TASK STATEMENT: Recast the data below as a two-column CSV with the headers input and output, giving one row per entry that holds its text and its answer, each enclosed in double quotes with line breaks replaced by spaces. Omit the pictures from the result.
— begin INFORMATION SUPPLIED —
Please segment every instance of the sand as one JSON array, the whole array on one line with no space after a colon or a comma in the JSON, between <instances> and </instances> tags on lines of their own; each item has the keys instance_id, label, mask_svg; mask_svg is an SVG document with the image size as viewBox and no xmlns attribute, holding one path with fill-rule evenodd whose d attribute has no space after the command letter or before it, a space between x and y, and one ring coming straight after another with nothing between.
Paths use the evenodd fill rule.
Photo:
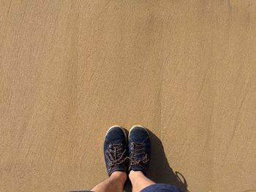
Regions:
<instances>
[{"instance_id":1,"label":"sand","mask_svg":"<svg viewBox=\"0 0 256 192\"><path fill-rule=\"evenodd\" d=\"M0 191L91 188L115 124L157 182L256 190L255 76L254 1L0 1Z\"/></svg>"}]
</instances>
— end INFORMATION SUPPLIED —
EXERCISE RESULT:
input,output
"Please segment every instance of the sand as one JSON array, the whole array on one line with no space after a colon or a comma in the JSON, between <instances> and </instances> tags on lines of their own; each item has the keys instance_id, label, mask_svg; mask_svg is an SVG document with the image size as viewBox and no xmlns attribute, holding one path with fill-rule evenodd whose d attribute has no space after the command letter or before it, a space between x and y, and one ring coming straight after another with nothing between. Paths use the evenodd fill rule. Photo: Regions:","<instances> [{""instance_id"":1,""label"":""sand"",""mask_svg"":""<svg viewBox=\""0 0 256 192\""><path fill-rule=\""evenodd\"" d=\""M0 191L91 188L115 124L157 182L256 190L255 76L254 1L0 1Z\""/></svg>""}] </instances>"